━━━ Text excerpt ━━━
The Eve Arden Show is a 26-episode American sitcom which aired during the 1957–1958 season on CBS, alternately sponsored by Lever Brothers and Shulton, Inc. (Old Spice).

Overview
The show, starring Eve Arden, centers on Liza Hammond, a widowed mother of her twin daughters who works as writer and lecturer. It features actress Frances Bavier (the future Aunt Bee of The Andy Griffith Show) as Hammond's mother, Nora, who lives with the family. In eight of the 26 episodes, Allyn Joslyn portrays George Howell, Hammond's agent and potential love interest.

The series was produced for Arden's Westhaven Enterprises by Desilu. The show was filmed with three cameras in front of a live audience, although a laugh track was used for sweetening purposes. The show was based on author Emily Kimbrough's book It Gives Me Great Pleasure.
━━━
▶ [Your tasks]
**1)** Write out the passage on The Eve Arden Show, beginning at the words "The series was" and stopping after "Me Great Pleasure.".
**2)** Continue the passage on The Eve Arden Show from the point where it ends.
━━━ Material shown ━━━
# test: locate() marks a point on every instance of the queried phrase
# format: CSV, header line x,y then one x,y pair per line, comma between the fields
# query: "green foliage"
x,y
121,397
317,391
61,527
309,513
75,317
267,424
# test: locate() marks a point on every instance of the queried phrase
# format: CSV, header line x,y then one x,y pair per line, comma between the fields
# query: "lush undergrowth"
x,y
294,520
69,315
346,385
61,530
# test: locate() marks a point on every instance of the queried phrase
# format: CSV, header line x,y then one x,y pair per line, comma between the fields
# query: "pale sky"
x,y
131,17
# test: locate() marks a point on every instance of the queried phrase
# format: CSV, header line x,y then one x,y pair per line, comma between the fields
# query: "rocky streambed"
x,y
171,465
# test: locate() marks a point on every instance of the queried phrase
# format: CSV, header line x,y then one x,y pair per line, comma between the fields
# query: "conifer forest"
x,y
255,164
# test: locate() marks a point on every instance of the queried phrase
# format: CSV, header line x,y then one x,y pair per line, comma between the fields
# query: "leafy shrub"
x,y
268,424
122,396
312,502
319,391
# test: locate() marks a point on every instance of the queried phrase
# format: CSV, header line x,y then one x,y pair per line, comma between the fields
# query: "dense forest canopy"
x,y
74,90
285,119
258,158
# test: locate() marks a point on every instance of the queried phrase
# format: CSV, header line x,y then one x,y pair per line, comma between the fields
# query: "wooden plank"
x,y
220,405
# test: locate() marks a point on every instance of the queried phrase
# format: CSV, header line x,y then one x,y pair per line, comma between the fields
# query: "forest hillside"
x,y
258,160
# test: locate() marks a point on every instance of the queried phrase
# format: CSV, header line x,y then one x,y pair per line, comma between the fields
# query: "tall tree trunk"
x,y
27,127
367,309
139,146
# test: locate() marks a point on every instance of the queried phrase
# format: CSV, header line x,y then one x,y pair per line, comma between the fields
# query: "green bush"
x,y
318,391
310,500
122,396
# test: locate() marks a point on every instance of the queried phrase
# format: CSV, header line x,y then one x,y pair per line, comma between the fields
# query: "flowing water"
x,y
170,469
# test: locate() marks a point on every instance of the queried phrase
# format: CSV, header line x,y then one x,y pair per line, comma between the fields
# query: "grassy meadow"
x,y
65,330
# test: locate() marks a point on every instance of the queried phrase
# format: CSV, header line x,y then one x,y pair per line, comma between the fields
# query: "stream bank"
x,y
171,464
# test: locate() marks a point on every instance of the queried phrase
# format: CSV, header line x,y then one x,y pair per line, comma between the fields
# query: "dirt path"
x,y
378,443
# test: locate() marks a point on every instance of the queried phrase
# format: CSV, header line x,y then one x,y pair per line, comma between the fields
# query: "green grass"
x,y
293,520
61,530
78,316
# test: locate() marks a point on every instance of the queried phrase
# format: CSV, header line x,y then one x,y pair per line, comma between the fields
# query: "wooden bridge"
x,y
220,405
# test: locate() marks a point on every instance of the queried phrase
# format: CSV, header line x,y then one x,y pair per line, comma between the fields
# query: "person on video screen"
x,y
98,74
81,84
━━━
▶ [Results in order]
**1)**
The series was produced for Arden's Westhaven Enterprises by Desilu. The show was filmed with three cameras in front of a live audience, although a laugh track was used for sweetening purposes. The show was based on author Emily Kimbrough's book It Gives Me Great Pleasure.

**2)**
Eve Arden had enjoyed a very successful run on radio in the CBS program Our Miss Brooks from 1948 to 1957. When it premiered as a television series in the fall of 1952, it was very popular with audiences and ran for four years on CBS.  During its final season, the ratings fell and the show was canceled in the spring of 1956. In the fall of 1957, Desilu Studios, which had produced Our Miss Brooks, attempted to resurrect Arden's television career with The Eve Arden Show and CBS scheduled it for Tuesday nights. With this new program, Arden was not able to duplicate the success she had with Our Miss Brooks. Despite the fact that it followed The Phil Silvers Show (which during its first two years had been one of the top 30 programs on television), both sitcoms failed to beat its competition on ABC - Cheyenne (with Sugarfoot on alternate weeks) and The Life and Times Of Wyatt Earp. After the 1957–1958 season, The Phil Silvers Show was renewed for one more year but The Eve Arden Show ended its one-year run after its 26th episode. For the next several years, Arden continued to work on television as a guest star on several programs. Then, in 1967, Desi Arnaz brought her back to weekly television in an NBC sitcom co-starring singer-comedian Kaye Ballard called The Mothers-In-Law. The series was only moderately successful and lasted two years.

Cast
 Eve Arden as Liza Hammond
 Allyn Joslyn as George Howell
 Frances Bavier as Nora (six episodes)
 Gail Stone as Jenny Hammond (seven episodes)
 Karen Greene as Mary Hammond (seven episodes)
 Willard Waterman as Carl Foster (four episodes)

Guest stars include Philip Ahn, Mary Jane Croft, Bill Goodwin, Mary Beth Hughes, Kathryn Card and Danny Richards, Jr., as Liza's nephew, Melvin.

Episode list

DVD release
Four episodes of the series were released on Region 1 DVD on February 26, 2008 by Alpha Video.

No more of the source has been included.